[Begin Provided data]

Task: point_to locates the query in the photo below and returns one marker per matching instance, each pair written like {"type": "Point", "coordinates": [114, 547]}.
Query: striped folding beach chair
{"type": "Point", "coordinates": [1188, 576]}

[End Provided data]
[Begin Provided data]

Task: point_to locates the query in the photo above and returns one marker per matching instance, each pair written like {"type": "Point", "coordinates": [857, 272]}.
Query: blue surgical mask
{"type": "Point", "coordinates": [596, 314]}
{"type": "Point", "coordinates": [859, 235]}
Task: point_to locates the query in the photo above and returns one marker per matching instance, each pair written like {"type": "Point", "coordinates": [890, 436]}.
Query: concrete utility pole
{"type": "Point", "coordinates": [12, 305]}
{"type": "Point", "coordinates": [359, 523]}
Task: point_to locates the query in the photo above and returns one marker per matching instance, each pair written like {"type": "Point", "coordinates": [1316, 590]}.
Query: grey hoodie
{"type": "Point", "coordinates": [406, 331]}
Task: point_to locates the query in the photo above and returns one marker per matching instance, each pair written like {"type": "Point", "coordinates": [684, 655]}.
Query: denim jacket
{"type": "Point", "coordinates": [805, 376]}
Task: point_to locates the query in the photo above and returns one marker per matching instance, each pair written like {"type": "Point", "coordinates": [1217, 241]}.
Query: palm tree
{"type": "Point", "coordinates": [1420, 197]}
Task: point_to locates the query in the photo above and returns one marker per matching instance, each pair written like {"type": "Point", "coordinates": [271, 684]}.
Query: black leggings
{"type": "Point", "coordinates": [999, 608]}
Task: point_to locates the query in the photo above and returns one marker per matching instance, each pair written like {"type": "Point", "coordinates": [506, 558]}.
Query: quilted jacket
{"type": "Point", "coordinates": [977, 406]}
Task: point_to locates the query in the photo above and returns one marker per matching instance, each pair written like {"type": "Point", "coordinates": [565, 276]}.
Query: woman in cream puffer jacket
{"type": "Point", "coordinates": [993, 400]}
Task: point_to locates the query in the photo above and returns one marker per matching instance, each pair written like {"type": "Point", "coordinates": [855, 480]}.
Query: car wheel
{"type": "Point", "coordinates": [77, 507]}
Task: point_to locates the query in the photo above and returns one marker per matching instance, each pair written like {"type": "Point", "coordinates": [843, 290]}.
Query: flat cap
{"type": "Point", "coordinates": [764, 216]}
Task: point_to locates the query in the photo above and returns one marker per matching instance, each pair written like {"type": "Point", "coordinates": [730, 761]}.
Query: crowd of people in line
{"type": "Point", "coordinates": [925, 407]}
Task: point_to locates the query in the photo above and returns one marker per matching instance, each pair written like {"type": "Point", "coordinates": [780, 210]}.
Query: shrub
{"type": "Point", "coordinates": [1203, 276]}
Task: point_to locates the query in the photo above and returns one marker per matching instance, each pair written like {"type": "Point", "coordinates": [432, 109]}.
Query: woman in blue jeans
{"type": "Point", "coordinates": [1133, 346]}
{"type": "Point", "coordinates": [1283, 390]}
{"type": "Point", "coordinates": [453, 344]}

[End Provided data]

:: Aim of the exercise ::
Please gather every line of the items above that contains the word "blue" and copy each such line in full.

:: Written response ::
Query: blue surgical mask
Query: woman in blue jeans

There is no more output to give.